▸ **The task**
Reproduce each line exactly, including spacing and punctuation.

━━━━━ Record list ━━━━━

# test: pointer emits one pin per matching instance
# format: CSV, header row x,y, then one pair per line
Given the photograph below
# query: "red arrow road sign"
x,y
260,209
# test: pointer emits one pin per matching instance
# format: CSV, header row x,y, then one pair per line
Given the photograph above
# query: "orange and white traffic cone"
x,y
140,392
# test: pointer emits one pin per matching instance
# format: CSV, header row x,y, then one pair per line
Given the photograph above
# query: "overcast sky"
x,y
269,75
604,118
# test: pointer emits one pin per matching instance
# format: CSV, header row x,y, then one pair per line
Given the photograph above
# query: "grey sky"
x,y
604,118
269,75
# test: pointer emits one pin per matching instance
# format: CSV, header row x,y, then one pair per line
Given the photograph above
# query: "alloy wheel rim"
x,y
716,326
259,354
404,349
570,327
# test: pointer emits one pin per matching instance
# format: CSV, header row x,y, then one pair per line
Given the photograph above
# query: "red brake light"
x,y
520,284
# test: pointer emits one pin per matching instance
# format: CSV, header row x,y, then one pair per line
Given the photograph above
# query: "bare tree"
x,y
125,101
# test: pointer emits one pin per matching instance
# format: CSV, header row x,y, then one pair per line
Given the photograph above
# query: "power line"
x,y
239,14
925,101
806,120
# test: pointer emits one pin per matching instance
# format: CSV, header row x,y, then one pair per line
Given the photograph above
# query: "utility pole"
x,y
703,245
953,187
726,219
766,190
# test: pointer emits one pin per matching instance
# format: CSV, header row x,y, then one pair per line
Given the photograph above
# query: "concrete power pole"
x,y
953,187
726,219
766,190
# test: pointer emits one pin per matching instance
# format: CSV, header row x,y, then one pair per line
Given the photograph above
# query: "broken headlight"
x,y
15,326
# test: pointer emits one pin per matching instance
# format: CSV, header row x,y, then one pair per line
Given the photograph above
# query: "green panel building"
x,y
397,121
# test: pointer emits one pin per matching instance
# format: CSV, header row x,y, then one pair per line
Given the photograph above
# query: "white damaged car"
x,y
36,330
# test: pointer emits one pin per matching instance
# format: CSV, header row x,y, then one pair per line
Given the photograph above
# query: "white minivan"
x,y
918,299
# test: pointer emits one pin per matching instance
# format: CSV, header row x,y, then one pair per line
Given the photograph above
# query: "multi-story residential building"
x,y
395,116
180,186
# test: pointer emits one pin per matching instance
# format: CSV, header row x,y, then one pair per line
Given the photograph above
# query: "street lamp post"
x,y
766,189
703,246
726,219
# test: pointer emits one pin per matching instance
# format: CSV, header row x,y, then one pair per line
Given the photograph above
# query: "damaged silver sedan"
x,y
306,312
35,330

━━━━━

▸ **Result of the exercise**
# test: pointer emits one pin per matching instance
# format: CSV, header row x,y, then one pair per line
Given the photograph below
# query: "red arrow road sign"
x,y
260,209
# test: pointer emits one pin per matching instance
# format: CSV, header row x,y, then one pair per line
Given the photograph above
# query: "orange and white traffic cone"
x,y
140,392
# test: pointer emits one pin per matching instance
# format: CSV, header row x,y, then one pair per line
Given the photograph above
# query: "overcast sky"
x,y
269,75
604,118
# test: pointer emits one pin per matching instance
# format: CSV, header row x,y, then one pair per line
Given the photograph above
# query: "grey sky"
x,y
604,118
269,75
# test: pointer emits one pin per matching instance
# format: CSV, header row x,y, then one pair per line
Given the photograph above
# query: "alloy wheel rim"
x,y
716,326
259,354
404,349
570,327
# test: pointer emits one pin per matching instance
# format: CSV, header row x,y, then one pair per line
Given the photograph above
# query: "red brake light"
x,y
520,284
# test: pointer emits one pin per matching instance
# format: CSV, header row x,y, then one pair per line
Given the photograph above
# query: "bare tree"
x,y
125,101
# test: pointer emits one pin per matching instance
# format: CSV, header row x,y, then one pair per line
Given the photograph above
# query: "power line"
x,y
239,14
925,101
806,120
# test: pointer emits one pin per matching instance
# format: CSV, header row x,y, then one pair per line
Given the photograph above
# query: "utility pole"
x,y
703,245
953,187
726,219
766,190
# test: pointer emits one pin per matching instance
# format: CSV, header row x,y, then one pair per line
Given the photograph above
# query: "concrete power pole"
x,y
953,187
726,219
766,190
# test: pointer emits one pin per matching instance
# format: CSV, header row x,y, then one pair per line
Given the photograph above
# query: "broken headlight"
x,y
15,326
# test: pointer emits one pin per matching instance
# format: CSV, header row x,y, then one pair per line
Given the photograph above
# query: "green panel building"
x,y
397,121
# test: pointer emits one pin per matching instance
# format: CSV, header row x,y, then one pair per line
Given the photograph above
# query: "white damaged car"
x,y
36,330
# test: pointer emits one pin per matching instance
# format: CSV, header row x,y, then one pair per line
Given the photograph above
# query: "white minivan"
x,y
918,299
# test: pointer emits one pin per matching instance
# format: CSV, header row x,y, then one pair per line
Given the photograph above
# query: "multi-story residential building"
x,y
395,116
180,186
# test: pointer emits one pin per matching instance
# format: CSV, header row x,y, then one pair per line
Given the photograph above
# query: "street lamp post"
x,y
766,189
703,246
726,219
# test: pointer emits one pin per matching instance
# format: CSV, header row x,y, then one pair per line
Given the photograph above
# query: "damaged silver sedan"
x,y
306,312
35,330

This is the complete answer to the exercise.